#### What is required
Count the lines in the listing below that contain the word "eyeglasses", and reply with the number alone.

#### Entries taken from a collection
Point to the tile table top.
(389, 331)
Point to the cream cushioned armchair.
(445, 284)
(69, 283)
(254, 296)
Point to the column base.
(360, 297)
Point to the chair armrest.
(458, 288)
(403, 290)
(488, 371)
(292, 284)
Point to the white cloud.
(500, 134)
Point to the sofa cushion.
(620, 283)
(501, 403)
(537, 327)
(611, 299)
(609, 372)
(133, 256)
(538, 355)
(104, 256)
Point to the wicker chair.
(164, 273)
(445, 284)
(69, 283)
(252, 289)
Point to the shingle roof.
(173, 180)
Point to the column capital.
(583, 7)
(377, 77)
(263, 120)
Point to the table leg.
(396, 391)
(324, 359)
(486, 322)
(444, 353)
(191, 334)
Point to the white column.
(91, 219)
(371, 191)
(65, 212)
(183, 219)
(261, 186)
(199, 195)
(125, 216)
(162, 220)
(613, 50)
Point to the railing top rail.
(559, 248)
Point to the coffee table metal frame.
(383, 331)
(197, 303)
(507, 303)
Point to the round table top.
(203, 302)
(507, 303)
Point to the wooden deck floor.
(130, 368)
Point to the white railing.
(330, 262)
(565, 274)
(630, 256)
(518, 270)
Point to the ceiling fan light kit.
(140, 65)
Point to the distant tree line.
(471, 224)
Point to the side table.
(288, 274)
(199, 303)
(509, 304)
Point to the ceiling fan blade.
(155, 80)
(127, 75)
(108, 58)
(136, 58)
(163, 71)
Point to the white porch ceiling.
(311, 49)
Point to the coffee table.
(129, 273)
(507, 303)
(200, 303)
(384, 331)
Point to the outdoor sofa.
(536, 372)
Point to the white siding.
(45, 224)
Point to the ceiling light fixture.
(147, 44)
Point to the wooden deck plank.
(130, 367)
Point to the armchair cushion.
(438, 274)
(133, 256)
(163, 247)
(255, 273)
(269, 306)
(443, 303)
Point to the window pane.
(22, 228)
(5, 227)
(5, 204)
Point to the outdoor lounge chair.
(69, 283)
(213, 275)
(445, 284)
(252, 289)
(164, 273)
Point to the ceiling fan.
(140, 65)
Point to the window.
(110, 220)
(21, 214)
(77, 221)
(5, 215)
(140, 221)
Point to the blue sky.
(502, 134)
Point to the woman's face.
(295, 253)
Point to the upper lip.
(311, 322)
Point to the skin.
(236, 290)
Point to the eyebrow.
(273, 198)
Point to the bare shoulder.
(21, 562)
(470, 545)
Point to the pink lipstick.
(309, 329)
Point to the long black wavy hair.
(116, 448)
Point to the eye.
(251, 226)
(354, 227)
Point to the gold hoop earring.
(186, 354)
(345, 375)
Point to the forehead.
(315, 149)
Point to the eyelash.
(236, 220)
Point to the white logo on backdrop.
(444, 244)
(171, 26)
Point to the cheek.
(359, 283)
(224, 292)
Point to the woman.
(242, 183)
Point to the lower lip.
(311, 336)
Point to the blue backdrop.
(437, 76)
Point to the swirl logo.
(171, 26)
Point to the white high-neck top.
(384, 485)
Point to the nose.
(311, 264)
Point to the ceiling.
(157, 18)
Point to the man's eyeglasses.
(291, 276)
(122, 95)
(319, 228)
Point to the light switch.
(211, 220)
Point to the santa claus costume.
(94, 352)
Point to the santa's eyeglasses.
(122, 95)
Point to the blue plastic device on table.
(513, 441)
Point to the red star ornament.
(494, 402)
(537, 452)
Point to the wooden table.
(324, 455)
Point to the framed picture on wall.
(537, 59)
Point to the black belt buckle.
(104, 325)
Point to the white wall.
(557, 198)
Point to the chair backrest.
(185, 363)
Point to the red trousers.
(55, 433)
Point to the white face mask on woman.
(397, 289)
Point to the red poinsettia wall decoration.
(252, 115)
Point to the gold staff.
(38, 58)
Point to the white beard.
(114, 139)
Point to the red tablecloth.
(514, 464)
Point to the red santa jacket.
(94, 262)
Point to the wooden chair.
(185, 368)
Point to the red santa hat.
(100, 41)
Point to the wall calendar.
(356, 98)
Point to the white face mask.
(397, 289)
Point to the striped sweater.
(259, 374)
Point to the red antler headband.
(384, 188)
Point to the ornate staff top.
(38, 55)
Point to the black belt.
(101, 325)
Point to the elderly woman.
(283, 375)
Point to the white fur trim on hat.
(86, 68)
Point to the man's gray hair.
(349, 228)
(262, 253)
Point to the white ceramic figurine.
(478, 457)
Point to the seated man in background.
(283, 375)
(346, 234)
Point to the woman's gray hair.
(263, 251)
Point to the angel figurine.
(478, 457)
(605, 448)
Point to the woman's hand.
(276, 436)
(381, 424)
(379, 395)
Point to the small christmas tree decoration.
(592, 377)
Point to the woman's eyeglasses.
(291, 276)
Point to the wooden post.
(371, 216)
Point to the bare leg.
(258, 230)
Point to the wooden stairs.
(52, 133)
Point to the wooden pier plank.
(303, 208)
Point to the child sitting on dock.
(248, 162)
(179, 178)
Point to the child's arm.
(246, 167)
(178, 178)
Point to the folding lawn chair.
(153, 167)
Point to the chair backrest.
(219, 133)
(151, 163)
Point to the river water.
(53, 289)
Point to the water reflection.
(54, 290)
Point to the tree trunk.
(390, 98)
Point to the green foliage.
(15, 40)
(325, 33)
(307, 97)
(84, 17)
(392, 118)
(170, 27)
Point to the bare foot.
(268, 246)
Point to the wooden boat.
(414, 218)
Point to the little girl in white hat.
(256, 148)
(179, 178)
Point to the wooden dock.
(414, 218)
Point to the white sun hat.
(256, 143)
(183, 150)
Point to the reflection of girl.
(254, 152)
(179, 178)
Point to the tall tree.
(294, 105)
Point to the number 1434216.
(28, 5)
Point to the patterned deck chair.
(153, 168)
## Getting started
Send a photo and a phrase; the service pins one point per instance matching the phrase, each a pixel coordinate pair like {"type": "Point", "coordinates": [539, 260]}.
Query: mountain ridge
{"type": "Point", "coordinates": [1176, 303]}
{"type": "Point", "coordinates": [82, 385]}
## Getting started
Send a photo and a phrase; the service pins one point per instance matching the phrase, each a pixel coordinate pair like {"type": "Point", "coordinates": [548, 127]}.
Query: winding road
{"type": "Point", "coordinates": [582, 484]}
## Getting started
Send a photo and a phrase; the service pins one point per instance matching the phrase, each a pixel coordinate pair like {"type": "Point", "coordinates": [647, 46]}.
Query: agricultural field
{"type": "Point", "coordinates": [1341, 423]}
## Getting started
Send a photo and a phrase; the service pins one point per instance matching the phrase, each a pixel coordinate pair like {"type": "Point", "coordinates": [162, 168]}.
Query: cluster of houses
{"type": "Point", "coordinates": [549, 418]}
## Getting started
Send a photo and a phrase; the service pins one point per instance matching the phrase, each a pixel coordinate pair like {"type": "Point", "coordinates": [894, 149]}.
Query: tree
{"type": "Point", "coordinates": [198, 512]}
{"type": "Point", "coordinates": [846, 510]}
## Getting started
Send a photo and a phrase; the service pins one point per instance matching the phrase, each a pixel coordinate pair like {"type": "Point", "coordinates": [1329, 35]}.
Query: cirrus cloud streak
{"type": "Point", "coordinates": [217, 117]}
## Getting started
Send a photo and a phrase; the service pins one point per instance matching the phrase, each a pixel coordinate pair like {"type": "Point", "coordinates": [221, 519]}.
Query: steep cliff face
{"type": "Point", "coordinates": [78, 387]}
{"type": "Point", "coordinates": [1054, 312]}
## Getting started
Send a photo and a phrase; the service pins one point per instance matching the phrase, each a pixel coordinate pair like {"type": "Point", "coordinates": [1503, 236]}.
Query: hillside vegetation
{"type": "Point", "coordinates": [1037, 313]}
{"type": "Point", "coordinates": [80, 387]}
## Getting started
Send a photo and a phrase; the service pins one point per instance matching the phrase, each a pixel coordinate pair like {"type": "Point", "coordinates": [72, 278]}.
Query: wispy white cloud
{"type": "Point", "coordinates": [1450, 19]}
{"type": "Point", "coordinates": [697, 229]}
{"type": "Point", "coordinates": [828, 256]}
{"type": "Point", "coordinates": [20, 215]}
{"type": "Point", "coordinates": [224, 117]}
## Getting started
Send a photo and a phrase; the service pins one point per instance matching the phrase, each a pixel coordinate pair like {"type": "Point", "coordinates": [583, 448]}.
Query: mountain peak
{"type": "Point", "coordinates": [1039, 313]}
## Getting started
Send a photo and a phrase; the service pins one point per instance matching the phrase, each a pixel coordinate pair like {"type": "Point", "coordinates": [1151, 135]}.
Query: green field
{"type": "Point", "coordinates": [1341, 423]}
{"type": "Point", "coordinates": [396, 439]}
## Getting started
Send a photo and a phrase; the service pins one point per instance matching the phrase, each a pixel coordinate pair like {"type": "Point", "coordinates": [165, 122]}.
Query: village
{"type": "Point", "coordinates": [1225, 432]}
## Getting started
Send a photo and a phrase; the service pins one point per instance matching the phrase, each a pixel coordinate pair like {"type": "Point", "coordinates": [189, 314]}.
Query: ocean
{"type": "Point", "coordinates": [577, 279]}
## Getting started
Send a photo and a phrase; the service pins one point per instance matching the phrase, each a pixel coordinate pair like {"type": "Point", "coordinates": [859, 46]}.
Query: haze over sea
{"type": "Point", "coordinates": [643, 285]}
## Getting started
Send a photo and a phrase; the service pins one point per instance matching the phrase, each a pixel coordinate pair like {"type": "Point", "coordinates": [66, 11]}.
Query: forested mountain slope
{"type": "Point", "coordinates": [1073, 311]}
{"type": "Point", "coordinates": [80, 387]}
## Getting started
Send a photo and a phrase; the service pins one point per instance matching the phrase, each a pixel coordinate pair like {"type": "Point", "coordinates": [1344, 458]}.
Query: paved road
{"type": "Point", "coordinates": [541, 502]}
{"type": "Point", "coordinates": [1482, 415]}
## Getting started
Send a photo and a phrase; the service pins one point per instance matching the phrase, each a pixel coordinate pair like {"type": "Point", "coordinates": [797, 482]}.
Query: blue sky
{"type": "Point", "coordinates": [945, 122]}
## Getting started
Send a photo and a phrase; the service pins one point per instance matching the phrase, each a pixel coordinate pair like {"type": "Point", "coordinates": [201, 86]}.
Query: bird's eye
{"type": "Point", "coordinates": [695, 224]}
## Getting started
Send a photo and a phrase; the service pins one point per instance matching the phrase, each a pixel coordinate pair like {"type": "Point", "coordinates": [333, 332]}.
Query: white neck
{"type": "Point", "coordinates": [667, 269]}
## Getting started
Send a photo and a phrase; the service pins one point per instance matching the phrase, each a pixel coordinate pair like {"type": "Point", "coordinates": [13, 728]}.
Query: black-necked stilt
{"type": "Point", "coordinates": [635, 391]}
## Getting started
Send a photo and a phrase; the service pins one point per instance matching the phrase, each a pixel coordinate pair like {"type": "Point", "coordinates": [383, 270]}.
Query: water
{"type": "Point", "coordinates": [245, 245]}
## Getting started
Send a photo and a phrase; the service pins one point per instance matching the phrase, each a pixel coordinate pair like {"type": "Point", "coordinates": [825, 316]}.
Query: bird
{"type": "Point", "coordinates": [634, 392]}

#### Response for this exercise
3